=== Short problem ===
Can you write out the data below word for word, from the line holding "green hill, each" through the line holding "pixel 290 70", both lines included? Leave the pictures out of your answer.

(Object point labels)
§

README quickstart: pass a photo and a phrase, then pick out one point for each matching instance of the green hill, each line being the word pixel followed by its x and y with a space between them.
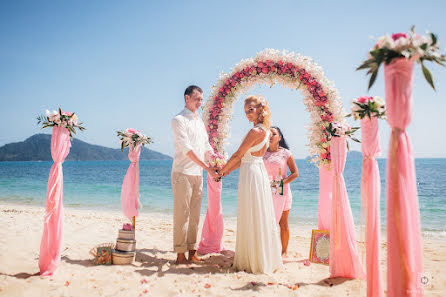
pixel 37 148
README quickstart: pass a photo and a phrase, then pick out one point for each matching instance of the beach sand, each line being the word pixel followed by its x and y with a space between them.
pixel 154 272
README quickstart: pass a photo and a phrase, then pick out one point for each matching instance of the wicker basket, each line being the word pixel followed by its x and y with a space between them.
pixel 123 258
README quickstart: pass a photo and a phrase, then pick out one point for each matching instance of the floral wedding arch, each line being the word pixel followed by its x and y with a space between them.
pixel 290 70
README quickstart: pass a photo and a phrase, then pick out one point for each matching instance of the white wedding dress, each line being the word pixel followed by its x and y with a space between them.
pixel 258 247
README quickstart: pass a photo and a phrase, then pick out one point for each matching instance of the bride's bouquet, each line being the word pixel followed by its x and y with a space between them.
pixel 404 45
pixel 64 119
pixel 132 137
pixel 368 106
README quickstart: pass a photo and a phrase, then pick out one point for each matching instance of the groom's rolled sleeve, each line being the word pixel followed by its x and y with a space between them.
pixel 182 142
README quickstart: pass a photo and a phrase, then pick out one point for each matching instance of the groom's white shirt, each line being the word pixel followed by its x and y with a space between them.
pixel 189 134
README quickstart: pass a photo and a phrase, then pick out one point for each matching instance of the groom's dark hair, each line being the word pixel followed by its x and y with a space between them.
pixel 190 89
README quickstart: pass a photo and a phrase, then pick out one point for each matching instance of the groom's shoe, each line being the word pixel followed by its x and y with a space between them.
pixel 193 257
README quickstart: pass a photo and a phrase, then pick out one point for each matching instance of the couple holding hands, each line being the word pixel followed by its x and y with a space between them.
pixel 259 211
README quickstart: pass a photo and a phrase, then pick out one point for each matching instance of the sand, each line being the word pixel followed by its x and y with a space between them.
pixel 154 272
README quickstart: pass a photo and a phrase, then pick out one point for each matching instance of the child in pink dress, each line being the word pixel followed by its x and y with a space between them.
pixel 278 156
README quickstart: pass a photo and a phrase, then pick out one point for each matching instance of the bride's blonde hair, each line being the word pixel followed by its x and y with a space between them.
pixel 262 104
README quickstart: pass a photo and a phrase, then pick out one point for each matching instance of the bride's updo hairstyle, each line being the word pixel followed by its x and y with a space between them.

§

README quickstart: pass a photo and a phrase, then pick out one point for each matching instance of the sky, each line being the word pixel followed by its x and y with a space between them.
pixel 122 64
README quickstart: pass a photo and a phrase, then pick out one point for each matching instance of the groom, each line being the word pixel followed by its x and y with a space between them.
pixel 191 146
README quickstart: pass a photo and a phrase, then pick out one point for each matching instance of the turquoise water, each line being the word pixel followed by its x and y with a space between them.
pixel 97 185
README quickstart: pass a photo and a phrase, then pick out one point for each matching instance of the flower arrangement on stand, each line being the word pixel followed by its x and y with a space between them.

§

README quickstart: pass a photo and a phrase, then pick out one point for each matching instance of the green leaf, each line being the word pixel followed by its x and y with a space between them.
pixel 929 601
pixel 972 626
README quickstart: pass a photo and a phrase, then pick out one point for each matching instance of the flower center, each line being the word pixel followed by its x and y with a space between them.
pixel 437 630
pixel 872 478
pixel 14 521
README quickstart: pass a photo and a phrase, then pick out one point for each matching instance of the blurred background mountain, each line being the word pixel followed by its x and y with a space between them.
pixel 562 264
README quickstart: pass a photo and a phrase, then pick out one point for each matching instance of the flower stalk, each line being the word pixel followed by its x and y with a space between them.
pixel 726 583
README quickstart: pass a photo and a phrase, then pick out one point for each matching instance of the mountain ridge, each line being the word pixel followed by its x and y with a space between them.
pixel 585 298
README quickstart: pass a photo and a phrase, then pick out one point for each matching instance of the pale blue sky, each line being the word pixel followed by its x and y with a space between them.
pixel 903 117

§

=== Task solution ===
README quickstart: pass a photo and a phrase, then pick out one point for each matching instance of the green hill, each line being the word pixel followed by its x and y with a space between them.
pixel 37 148
README quickstart: pass a photo and a phrase, then pick out one point for each matching instance of the beach sand, each line being the word pixel followed by its x and y with a space between them.
pixel 154 272
README quickstart: pass a photo and a phrase, then pick out one point for each matching instance of the wicker basket, each line being the word pixel followed by its x and y with a space between them.
pixel 123 258
README quickstart: pass a photo and a phrase, then pick out one point for each matching instance of the floral wedding arch, each line being the word pixel followed by its x and y with a space between them.
pixel 290 70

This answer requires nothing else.